▸ What to work on: Your task is to output the entries below word for word.

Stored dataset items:
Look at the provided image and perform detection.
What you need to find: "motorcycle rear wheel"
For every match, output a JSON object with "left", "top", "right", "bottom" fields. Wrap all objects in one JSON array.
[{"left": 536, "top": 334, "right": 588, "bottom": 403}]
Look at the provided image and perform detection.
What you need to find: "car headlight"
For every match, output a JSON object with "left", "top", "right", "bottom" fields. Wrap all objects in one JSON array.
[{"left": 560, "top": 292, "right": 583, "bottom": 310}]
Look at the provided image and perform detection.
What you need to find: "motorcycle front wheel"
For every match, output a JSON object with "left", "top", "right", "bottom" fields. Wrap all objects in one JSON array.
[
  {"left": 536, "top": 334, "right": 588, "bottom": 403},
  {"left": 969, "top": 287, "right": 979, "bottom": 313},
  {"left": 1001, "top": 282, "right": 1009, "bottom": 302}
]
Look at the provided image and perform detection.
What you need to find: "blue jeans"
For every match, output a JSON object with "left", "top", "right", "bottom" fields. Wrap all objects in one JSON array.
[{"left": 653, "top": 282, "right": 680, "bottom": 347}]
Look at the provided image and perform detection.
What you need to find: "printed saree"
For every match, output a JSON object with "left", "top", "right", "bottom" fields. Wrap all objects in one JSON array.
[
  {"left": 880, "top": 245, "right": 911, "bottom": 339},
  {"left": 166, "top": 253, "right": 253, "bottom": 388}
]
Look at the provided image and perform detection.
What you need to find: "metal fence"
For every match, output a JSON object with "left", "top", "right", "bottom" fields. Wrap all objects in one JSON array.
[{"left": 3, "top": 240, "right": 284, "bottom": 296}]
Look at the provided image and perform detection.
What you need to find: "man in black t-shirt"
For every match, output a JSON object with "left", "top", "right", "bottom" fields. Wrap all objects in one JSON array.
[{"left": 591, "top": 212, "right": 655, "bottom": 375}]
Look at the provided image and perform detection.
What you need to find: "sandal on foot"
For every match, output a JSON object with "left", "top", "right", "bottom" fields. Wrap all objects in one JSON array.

▸ Written answer:
Look at the provided image and perform detection.
What you need to find: "motorcycle rear wheel"
For every match, output a JSON object with "left", "top", "right", "bottom" fields. Wrap all objects in one JSON array.
[{"left": 536, "top": 334, "right": 588, "bottom": 403}]
Look at the provided image and perform detection.
What you need to find: "car headlight"
For every match, output a JSON object with "left", "top", "right", "bottom" fields. Wrap all objects in one JSON array.
[{"left": 560, "top": 292, "right": 583, "bottom": 310}]
Look at the provided image and perform detection.
What you need to find: "motorcycle front wheel"
For every match, output a JSON object with "left", "top", "right", "bottom" fields. Wrap all objects in one JSON array.
[
  {"left": 536, "top": 334, "right": 588, "bottom": 403},
  {"left": 969, "top": 287, "right": 979, "bottom": 313},
  {"left": 1001, "top": 282, "right": 1009, "bottom": 302}
]
Look at the provided image and perform detection.
What you need to find: "blue jeans"
For every match, output a JSON object with "left", "top", "right", "bottom" fields. Wrap all objects in one JSON array.
[{"left": 653, "top": 282, "right": 680, "bottom": 347}]
Look at the provided image and perform detection.
What you need to find: "printed saree"
For every match, output a JSON object with "left", "top", "right", "bottom" fields. Wrap all objects in one JSON array.
[
  {"left": 880, "top": 245, "right": 911, "bottom": 339},
  {"left": 166, "top": 253, "right": 253, "bottom": 388}
]
Look at the provided image and perform detection.
What you need to find: "metal fence"
For every match, output a JSON object with "left", "top", "right", "bottom" fields. Wrap all objects in one JSON array.
[{"left": 3, "top": 240, "right": 284, "bottom": 296}]
Look at the provided image and perform detection.
What you need to find: "man in black t-shirt"
For every match, output a JSON object with "left", "top", "right", "bottom" fields. Wrap all objects in one JSON array.
[{"left": 591, "top": 212, "right": 655, "bottom": 375}]
Look at the provided image and perform detection.
What you need to find: "sandal on foot"
For every match, output a JSON object with "left", "top", "right", "bottom" fields. Wrap all objects in one JSON array.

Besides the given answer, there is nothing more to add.